'''

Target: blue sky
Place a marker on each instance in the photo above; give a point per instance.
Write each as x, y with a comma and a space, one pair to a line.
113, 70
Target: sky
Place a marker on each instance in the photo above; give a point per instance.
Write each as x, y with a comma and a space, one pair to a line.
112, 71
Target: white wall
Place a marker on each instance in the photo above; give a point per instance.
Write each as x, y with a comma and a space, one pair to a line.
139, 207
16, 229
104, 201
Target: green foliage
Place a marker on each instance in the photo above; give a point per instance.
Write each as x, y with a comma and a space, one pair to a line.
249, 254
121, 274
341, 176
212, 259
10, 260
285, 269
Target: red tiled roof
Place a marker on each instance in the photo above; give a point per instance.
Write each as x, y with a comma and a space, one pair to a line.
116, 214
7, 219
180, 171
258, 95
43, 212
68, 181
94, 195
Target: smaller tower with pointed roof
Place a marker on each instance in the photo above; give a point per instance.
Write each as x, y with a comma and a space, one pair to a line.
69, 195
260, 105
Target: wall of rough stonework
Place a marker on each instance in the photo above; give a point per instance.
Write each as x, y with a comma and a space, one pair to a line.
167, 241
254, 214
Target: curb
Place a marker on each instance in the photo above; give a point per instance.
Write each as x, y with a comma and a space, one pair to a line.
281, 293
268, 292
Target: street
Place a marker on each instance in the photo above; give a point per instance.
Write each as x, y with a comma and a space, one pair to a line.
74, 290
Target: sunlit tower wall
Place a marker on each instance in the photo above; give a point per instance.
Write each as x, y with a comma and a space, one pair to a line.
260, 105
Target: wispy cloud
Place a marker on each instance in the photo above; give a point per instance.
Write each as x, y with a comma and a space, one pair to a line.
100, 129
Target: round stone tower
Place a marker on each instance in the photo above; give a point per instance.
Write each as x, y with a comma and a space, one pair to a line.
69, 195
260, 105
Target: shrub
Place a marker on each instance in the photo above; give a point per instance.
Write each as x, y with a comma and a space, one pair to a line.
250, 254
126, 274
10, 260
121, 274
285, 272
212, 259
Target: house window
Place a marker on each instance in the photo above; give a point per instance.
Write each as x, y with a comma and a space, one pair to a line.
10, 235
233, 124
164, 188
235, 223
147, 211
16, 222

'''

__Problem requirements__: Turn every line of the listing above into a Markdown table with the columns "No." and "Text". Number the rows in order and leave out any blank lines.

__Answer to this task__:
| No. | Text |
|---|---|
| 1 | Target: blue sky |
| 2 | Place a marker on each instance in the photo above; give a point per instance. |
| 3 | Write each as x, y with a comma and a space, one pair to a line. |
| 4 | 113, 70 |
| 5 | Target: sky |
| 6 | Place a marker on each instance in the photo above; give a point per instance. |
| 7 | Write each as x, y with a comma and a space, one pair to a line. |
| 8 | 112, 71 |
| 9 | Target: white wall |
| 10 | Place a marker on each instance in the photo above; give a point per instance. |
| 11 | Write each as x, y with a comma and a space, one pair to a line. |
| 12 | 139, 207 |
| 13 | 16, 229 |
| 14 | 104, 201 |
| 15 | Target: green foliage |
| 16 | Place a marker on each instance in the photo above; give a point per instance. |
| 17 | Write each as x, y with a comma and a space, one pair to a line. |
| 18 | 249, 254 |
| 19 | 121, 274 |
| 20 | 341, 176 |
| 21 | 212, 259 |
| 22 | 10, 260 |
| 23 | 285, 269 |
| 24 | Target: red tiled roof |
| 25 | Place a marker on each instance in the photo above; give a point per instance. |
| 26 | Write each as x, y with a comma and a space, one pair to a line. |
| 27 | 116, 214 |
| 28 | 7, 219 |
| 29 | 180, 171 |
| 30 | 258, 95 |
| 31 | 43, 212 |
| 32 | 68, 181 |
| 33 | 94, 195 |
| 34 | Target: smaller tower with pointed roof |
| 35 | Place a marker on each instance in the photo above; give a point per instance. |
| 36 | Write each as x, y with a comma and a space, one pair to a line. |
| 37 | 69, 195 |
| 38 | 260, 105 |
| 39 | Target: wall of rough stonework |
| 40 | Place a marker on each instance in the photo above; give a point per instance. |
| 41 | Write each as x, y with a comma and a space, one pair to a line. |
| 42 | 167, 241 |
| 43 | 254, 214 |
| 44 | Target: curb |
| 45 | Place a marker on each instance in the photo above; give a point per instance. |
| 46 | Write each as x, y with a comma and a space, one pair to a line. |
| 47 | 281, 293 |
| 48 | 268, 292 |
| 49 | Target: street |
| 50 | Place a marker on each instance in the photo above; give a point per instance. |
| 51 | Write each as x, y with a comma and a space, one pair to a line. |
| 52 | 74, 290 |
| 53 | Target: sunlit tower wall |
| 54 | Place a marker on each instance in the photo above; give a point per instance. |
| 55 | Write each as x, y with a comma and a space, one pair to a line. |
| 56 | 260, 105 |
| 57 | Target: wispy cloud |
| 58 | Place a marker on each instance in the photo above; give a point per instance. |
| 59 | Write each as x, y with a comma and a space, one pair to a line. |
| 60 | 100, 129 |
| 61 | Target: round stone tower |
| 62 | Place a marker on each instance in the photo above; give a point per instance. |
| 63 | Write each as x, y with a comma and a space, one pair to a line. |
| 64 | 69, 195 |
| 65 | 260, 105 |
| 66 | Target: shrub |
| 67 | Place a marker on each instance in the photo above; give a point per instance. |
| 68 | Write each as x, y with a comma and a space, one pair to a line. |
| 69 | 250, 254 |
| 70 | 126, 274 |
| 71 | 10, 260 |
| 72 | 121, 274 |
| 73 | 285, 272 |
| 74 | 212, 259 |
| 75 | Target: house window |
| 76 | Place a marker on each instance in the photo above; give a point per instance. |
| 77 | Write each as x, y with a comma and a space, one pair to a line. |
| 78 | 10, 235 |
| 79 | 233, 124 |
| 80 | 164, 188 |
| 81 | 235, 223 |
| 82 | 147, 211 |
| 83 | 16, 222 |